▶ What is expected
Check the records below line by line, and report how many lines include the string "correct". No other words are needed.

Stored data entries:
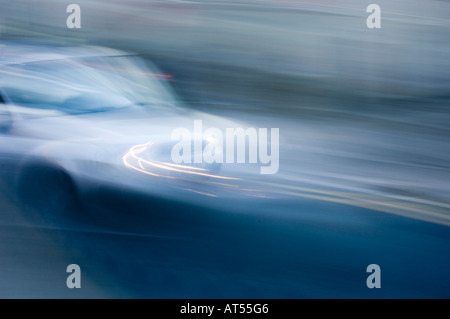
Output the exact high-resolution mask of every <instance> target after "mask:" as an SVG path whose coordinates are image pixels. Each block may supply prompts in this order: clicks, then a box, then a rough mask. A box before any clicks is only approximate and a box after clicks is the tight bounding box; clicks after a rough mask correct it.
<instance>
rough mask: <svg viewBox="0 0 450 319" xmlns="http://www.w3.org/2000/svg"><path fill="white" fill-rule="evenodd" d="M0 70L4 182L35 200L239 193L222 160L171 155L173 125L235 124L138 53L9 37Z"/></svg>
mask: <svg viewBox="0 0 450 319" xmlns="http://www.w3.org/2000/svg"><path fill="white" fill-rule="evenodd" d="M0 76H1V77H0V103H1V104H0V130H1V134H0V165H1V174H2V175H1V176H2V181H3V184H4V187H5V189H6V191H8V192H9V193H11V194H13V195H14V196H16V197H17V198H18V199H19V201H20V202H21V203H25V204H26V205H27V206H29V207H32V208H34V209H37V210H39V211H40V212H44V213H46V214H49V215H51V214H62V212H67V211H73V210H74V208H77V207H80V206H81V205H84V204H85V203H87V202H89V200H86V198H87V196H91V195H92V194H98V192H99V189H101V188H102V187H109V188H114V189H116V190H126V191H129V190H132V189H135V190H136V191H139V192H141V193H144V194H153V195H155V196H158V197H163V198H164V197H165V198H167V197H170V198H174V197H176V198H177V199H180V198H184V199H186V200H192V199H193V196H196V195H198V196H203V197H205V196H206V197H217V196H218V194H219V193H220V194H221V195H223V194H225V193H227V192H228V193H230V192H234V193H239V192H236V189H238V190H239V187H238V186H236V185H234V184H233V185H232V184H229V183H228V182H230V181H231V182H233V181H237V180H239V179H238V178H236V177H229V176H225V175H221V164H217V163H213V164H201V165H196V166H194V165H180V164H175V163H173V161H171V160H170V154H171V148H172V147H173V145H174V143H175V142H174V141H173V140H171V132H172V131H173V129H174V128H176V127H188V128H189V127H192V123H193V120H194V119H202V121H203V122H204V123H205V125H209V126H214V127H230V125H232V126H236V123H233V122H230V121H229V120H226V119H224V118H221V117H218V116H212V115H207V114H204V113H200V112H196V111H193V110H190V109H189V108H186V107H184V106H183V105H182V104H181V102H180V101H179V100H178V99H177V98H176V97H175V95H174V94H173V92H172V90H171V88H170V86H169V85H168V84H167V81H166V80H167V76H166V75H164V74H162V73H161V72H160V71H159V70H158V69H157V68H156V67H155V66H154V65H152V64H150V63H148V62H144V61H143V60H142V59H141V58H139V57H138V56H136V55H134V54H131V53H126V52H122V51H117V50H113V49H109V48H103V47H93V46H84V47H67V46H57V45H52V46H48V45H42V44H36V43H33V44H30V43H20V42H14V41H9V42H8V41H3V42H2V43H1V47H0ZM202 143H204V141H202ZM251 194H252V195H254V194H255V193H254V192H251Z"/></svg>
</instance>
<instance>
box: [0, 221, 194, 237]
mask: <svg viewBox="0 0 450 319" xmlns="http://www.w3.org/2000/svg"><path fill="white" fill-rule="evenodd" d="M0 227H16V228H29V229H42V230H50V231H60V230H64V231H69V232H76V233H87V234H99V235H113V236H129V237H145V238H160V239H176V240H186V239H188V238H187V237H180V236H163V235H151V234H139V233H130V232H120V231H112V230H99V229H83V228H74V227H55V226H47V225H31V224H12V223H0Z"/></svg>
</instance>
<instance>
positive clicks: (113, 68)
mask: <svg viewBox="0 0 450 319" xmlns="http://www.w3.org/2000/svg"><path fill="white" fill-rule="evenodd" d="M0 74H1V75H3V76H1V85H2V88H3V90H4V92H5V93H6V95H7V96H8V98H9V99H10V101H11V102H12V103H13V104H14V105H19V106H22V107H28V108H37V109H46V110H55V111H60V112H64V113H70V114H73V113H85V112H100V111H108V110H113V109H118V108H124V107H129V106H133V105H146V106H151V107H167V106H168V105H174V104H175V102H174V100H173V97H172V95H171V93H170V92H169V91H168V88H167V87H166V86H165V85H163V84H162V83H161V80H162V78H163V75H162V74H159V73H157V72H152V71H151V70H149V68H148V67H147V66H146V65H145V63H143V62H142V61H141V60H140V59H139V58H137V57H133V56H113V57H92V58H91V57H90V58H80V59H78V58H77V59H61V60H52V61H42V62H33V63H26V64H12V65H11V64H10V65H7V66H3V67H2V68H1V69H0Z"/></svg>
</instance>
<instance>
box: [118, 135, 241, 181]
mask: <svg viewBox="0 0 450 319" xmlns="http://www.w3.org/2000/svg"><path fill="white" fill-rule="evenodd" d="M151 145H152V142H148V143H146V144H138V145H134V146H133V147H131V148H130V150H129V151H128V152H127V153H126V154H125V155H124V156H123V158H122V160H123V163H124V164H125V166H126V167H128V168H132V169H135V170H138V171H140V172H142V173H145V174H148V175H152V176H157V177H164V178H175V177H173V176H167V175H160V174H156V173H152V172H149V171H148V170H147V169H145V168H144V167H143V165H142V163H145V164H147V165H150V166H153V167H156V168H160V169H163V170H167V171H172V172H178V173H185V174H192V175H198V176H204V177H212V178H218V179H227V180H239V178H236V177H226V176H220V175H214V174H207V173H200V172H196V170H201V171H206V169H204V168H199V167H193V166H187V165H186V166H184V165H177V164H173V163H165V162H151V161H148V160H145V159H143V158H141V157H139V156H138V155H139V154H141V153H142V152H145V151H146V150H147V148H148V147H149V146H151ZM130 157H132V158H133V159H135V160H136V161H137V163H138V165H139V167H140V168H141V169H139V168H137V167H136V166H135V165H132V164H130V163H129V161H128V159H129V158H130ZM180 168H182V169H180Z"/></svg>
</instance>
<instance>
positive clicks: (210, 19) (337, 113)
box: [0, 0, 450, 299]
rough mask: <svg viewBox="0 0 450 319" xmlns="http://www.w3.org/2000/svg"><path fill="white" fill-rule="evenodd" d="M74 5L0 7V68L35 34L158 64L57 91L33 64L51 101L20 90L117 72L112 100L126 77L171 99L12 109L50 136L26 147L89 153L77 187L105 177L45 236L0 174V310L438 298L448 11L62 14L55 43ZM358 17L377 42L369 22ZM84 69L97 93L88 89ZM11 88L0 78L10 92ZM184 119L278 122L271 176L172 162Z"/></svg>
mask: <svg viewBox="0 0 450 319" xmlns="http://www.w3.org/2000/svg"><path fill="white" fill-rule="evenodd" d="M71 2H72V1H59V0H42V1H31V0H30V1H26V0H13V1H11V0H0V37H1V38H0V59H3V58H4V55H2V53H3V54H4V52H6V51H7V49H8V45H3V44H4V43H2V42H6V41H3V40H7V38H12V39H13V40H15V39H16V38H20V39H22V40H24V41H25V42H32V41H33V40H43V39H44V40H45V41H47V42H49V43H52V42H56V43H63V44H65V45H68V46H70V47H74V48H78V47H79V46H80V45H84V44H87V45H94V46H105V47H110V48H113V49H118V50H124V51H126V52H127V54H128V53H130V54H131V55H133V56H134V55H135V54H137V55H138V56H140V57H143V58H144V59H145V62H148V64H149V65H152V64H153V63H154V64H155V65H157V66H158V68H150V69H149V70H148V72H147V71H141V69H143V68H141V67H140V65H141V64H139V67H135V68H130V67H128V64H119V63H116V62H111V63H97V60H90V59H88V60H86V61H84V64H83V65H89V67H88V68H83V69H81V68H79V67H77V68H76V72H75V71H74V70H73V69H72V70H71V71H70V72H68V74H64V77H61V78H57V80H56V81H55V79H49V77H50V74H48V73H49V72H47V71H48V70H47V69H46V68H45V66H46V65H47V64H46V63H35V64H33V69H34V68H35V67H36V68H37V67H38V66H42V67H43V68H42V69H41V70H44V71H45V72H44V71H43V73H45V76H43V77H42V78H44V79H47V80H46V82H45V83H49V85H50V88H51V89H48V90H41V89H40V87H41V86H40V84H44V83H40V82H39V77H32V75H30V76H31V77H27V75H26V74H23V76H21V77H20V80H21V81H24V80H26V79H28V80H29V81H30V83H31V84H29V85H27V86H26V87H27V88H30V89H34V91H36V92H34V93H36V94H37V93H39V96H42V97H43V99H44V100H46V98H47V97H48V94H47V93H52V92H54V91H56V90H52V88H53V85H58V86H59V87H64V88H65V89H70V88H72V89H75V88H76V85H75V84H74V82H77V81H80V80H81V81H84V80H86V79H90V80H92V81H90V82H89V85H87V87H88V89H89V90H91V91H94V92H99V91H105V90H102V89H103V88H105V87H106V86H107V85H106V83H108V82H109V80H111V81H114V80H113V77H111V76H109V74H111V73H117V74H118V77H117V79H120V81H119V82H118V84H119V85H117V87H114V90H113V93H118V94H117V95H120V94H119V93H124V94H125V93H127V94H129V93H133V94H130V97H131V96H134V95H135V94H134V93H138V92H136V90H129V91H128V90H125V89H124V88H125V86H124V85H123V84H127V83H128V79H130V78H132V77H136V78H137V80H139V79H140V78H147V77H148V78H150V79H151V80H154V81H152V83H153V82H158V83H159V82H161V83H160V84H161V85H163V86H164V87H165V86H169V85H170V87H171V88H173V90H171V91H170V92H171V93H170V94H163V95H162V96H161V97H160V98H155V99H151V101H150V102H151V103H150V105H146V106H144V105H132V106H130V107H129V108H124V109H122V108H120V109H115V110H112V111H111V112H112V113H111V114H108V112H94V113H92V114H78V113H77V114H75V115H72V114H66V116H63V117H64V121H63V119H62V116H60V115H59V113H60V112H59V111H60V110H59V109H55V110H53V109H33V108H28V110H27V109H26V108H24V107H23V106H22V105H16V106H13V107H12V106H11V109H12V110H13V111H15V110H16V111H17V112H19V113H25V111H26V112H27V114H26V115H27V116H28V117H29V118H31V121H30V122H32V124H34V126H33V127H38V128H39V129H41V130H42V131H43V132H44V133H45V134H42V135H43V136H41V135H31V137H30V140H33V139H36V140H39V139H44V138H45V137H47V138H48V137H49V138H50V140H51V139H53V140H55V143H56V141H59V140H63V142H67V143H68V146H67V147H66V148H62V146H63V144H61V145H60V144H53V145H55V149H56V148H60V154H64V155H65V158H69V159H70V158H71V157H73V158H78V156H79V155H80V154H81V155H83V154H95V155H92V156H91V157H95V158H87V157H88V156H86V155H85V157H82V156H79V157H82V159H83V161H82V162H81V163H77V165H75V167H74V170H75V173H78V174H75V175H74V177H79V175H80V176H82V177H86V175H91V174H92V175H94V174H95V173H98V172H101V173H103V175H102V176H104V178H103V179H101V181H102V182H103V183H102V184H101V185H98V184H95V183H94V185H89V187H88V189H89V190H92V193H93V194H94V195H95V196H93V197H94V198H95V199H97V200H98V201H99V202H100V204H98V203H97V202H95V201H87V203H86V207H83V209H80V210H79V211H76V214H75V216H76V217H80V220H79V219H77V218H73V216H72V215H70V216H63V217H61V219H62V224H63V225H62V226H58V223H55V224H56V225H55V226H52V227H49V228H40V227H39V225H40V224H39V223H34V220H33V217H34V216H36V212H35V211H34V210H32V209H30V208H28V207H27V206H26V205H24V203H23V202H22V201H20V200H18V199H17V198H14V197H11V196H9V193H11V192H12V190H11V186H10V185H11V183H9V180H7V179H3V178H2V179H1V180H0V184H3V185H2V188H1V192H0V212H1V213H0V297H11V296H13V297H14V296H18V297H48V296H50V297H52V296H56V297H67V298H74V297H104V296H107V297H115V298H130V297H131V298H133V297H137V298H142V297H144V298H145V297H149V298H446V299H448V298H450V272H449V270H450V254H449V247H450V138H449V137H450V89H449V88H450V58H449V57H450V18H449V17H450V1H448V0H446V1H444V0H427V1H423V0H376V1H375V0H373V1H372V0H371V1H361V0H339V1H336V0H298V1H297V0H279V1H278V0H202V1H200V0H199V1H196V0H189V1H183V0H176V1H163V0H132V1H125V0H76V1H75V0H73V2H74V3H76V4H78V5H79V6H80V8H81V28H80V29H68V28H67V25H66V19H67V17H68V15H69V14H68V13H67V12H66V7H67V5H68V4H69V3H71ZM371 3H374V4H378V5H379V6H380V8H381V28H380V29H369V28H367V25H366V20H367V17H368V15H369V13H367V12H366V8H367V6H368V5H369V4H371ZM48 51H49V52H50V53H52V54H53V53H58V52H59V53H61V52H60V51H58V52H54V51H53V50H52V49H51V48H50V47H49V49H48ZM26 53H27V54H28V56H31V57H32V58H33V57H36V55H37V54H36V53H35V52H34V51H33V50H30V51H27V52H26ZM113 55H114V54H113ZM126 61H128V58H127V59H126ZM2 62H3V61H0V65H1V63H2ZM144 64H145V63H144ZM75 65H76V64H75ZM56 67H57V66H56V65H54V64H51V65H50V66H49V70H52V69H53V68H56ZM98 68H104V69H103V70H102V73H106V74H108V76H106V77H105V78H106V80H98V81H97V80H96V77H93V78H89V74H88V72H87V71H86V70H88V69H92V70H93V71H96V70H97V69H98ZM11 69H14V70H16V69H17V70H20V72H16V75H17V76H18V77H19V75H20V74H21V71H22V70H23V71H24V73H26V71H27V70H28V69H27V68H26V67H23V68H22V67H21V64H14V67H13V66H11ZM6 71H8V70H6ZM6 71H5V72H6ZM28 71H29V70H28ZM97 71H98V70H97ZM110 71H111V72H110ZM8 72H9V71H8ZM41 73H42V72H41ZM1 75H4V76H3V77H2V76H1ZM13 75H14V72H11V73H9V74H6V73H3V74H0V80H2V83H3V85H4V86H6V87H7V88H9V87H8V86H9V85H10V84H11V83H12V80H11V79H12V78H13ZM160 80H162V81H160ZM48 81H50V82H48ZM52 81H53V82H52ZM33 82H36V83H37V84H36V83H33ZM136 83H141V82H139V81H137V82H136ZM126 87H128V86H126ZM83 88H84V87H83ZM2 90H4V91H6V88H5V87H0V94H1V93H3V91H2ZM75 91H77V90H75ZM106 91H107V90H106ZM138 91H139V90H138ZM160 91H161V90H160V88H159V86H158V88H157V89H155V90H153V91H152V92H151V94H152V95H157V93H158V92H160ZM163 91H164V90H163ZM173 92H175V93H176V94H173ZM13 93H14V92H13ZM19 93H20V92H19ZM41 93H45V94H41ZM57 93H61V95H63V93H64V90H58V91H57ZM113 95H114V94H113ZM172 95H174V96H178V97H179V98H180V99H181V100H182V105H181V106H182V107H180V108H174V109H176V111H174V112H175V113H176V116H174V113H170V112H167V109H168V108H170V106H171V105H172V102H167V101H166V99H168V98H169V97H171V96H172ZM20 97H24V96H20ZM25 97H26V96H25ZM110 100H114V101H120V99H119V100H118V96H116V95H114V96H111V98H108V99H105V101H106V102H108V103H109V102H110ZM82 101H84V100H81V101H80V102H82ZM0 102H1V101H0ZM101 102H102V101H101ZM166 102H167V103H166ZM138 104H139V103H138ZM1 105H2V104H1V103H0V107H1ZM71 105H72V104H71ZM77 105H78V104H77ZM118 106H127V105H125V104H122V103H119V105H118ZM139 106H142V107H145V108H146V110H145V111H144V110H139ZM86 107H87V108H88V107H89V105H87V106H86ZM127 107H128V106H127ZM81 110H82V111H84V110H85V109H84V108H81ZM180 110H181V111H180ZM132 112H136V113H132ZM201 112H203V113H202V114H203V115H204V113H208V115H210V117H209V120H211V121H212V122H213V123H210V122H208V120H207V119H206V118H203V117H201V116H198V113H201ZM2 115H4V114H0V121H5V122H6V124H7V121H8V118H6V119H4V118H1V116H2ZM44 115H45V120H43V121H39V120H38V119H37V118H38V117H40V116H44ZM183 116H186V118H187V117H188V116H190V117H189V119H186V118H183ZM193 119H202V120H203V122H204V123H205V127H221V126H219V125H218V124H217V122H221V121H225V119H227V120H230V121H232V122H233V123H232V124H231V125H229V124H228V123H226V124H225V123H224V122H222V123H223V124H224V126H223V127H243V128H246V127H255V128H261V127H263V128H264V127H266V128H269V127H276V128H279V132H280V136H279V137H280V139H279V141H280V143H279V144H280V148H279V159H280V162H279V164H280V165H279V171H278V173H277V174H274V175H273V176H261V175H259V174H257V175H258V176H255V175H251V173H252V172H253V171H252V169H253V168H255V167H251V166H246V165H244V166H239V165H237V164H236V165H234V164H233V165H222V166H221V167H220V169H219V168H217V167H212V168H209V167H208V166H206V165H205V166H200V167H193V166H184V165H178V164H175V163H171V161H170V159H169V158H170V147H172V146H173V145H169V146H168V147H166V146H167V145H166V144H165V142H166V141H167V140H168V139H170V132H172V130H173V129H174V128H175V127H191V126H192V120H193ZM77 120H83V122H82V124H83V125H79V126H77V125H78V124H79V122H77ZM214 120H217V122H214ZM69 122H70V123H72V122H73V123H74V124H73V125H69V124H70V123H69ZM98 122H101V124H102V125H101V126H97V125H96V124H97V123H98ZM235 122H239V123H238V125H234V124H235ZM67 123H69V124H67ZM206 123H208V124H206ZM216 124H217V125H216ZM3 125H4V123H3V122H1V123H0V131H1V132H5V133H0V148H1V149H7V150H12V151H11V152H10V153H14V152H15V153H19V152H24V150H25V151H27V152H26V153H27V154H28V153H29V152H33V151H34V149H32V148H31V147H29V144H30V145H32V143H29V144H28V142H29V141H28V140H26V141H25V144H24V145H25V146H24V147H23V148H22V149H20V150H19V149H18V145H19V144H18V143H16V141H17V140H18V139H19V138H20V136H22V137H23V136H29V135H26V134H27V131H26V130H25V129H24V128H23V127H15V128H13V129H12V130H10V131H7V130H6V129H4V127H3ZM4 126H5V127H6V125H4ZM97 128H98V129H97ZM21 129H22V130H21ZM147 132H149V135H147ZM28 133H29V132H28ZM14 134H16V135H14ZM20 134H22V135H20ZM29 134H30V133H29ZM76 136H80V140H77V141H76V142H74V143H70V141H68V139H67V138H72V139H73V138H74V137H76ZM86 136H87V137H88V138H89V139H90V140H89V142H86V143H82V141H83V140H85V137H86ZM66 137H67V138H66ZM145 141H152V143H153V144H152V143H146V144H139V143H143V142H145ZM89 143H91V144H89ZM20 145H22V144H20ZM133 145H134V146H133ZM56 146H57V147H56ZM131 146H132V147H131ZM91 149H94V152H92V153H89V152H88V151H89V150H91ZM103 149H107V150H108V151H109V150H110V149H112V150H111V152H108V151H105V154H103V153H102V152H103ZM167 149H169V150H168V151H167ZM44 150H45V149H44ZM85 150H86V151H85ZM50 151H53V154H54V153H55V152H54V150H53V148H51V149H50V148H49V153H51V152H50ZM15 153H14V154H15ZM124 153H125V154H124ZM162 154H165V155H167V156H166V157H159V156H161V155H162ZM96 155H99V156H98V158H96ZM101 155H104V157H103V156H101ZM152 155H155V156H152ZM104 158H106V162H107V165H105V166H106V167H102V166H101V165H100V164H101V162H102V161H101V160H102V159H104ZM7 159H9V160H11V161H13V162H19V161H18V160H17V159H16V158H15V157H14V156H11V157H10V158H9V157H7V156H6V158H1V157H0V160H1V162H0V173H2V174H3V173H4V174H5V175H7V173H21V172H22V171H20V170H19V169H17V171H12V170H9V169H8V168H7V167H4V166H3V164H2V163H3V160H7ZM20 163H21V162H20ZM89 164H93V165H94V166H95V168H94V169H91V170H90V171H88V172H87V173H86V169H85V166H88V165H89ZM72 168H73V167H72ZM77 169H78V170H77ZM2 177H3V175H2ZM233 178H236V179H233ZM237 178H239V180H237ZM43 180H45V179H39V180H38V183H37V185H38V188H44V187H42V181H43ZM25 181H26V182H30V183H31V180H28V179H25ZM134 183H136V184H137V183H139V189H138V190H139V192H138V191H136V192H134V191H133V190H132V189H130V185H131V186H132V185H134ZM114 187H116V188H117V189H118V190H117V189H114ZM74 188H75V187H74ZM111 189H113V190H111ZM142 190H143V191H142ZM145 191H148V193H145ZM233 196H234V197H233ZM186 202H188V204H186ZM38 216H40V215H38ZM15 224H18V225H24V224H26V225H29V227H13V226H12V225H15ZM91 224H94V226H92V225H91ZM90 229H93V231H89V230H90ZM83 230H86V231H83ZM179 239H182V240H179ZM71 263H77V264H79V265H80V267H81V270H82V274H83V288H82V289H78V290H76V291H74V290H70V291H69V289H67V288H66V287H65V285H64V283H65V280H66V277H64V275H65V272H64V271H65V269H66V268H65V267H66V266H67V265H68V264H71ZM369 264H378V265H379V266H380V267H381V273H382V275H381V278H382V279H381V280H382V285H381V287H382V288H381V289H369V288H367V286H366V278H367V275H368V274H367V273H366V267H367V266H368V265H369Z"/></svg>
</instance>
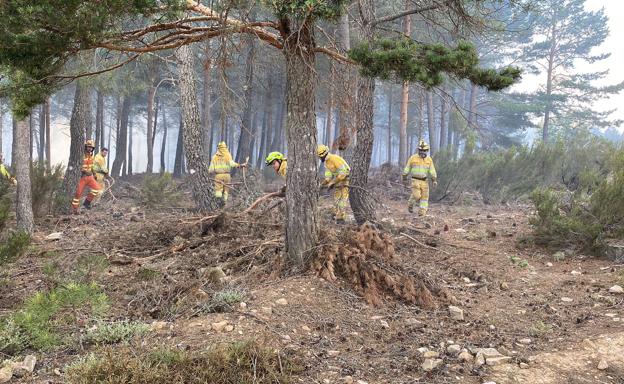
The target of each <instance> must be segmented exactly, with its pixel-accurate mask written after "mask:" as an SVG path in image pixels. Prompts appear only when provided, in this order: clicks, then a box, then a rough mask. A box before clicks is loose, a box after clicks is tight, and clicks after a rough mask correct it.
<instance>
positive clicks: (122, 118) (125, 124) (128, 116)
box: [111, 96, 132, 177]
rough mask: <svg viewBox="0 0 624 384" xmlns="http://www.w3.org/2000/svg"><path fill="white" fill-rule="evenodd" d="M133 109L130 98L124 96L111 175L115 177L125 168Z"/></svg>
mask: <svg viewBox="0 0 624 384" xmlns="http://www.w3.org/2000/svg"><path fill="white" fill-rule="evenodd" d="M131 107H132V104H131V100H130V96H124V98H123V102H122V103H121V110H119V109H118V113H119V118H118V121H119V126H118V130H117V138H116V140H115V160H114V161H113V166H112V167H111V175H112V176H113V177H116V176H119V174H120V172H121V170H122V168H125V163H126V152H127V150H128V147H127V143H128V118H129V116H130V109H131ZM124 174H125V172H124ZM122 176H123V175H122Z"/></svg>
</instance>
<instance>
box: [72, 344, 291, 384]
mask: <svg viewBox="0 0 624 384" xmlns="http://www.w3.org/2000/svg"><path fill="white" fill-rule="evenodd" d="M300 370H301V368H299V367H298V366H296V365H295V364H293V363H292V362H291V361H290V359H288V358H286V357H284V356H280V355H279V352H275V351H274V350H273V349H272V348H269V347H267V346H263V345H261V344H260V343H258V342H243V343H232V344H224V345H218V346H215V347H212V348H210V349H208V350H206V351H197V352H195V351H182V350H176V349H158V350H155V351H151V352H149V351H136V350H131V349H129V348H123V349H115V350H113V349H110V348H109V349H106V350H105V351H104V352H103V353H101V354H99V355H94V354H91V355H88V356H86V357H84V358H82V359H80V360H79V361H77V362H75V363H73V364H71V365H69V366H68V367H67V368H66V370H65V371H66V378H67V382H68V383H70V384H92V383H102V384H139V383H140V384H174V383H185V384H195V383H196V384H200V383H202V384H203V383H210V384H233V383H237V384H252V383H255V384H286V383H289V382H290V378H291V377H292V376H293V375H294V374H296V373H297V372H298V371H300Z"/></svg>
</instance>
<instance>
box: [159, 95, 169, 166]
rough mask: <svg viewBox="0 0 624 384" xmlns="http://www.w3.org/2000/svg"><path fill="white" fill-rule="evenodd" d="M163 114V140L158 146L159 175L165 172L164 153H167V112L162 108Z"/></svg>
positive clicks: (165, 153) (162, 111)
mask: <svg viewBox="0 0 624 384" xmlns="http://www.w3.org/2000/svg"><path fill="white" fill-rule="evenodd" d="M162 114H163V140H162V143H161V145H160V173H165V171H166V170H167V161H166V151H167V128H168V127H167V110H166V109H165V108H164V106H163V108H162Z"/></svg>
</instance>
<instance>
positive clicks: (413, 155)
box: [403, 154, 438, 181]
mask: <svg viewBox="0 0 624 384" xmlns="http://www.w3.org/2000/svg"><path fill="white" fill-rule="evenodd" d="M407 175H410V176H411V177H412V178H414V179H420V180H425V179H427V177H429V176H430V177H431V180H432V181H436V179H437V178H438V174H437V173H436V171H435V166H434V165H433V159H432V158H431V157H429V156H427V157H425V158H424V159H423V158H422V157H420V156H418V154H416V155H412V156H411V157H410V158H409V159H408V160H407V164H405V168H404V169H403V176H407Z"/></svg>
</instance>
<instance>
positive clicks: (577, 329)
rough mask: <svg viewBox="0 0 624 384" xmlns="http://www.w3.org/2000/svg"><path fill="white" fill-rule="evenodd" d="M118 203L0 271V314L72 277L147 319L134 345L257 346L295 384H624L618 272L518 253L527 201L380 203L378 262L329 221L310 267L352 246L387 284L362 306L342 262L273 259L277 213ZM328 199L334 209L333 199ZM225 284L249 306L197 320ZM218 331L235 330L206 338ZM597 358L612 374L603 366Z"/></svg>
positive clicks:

▶ Exercise response
2